Texte de référence
#####
INSUFFISANCE cardiaque chronique et fibrillation auriculaire coexistent chez près de 20 % des patients. Généralement, c'est le trouble du rythme auriculaire qui préexiste. Du fait d'une réponse ventriculaire rapide, il entraîne une cardiomyopathie qui peut être à l'origine d'une insuffisance cardiaque. Mais d'autres phénomènes peuvent aussi contribuer à limiter les capacités du muscle cardiaque : défaut de contraction auriculaire, perte du synchronisme auriculo-ventriculaire et irrégularité du rythme ventriculaire.
Afin d'améliorer la fonction ventriculaire chez les sujets présentant à la fois une fibrillation auriculaire et une insuffisance cardiaque, différentes approches thérapeutiques ont été proposées. La plus ancienne repose sur la mise en place d'un traitement médicamenteux visant à ralentir la fréquence auriculaire ou à contrôler le rythme cardiaque. Mais l'utilisation des anti-arythmiques, outre son effet limité chez ces patients, peut s'accompagner d'effets indésirables à plus ou moins long terme. Il peut exister en particulier une majoration de l'insuffisance ventriculaire du fait d'un blocage de la conduction intraventriculaire (effet pro-arythmique ventriculaire).
Neutraliser les foyers.
C'est dans ce contexte que l'équipe de cardiologie du Pr Haïssaguerre (Bordeaux) a proposé d'utiliser la technique d'ablation auriculaire par radiofréquence, qu'elle a mise au point, afin de neutraliser les foyers situés au niveau des fibres musculaires des veines pulmonaires. Ils déchargent de manière intermittente une activité électrique rapide entraînant une déstabilisation du tissu atrial évoluant en fibrillation.
#####
Informations
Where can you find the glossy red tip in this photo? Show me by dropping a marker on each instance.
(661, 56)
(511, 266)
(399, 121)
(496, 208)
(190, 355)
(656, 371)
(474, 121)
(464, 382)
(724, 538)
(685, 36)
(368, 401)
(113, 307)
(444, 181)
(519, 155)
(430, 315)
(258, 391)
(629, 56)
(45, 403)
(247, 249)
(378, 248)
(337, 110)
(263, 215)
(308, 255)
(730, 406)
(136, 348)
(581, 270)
#####
Présentation de l'exercice
Reprenez le texte sur la fibrillation auriculaire et l'insuffisance cardiaque juste après sa dernière phrase et poursuivez-le.

Réponse
Les auteurs ont inclus 58 patients consécutifs atteints de FA, présentant une insuffisance ventriculaire gauche (fraction d'éjection systolique inférieure à 45 %) et qui ont subi une ablation. Ils ont comparé leur devenir à celui de sujets appariés ne présentant pas d'insuffisance cardiaque. Après un suivi moyen de douze mois, 78 % des sujets traités par ablation - dont la moitié avaient subi deux procédures en raison de l'échec de la première - et 84 % des sujets contrôles restaient en rythme sinusal (dont respectivement 69 et 71 % sans l'administration de médicaments anti-arythmiques).
Les sujets atteints d'insuffisance cardiaque ont vu leur fonction ventriculaire s'améliorer (augmentation de la fraction d'éjection de 21 %) et la taille du ventricule gauche diminuer (baisse du diamètre systolique de 6 mm et du diamètre diastolique de 8 mm). Enfin, leur capacité d'exercice et leur qualité de vie se sont améliorées alors que leurs symptômes ont diminué. L'amélioration a aussi été notée chez les sujets présentant, outre les deux pathologies étudiées, une maladie coronarienne.
Le traitement habituel de ces patients ?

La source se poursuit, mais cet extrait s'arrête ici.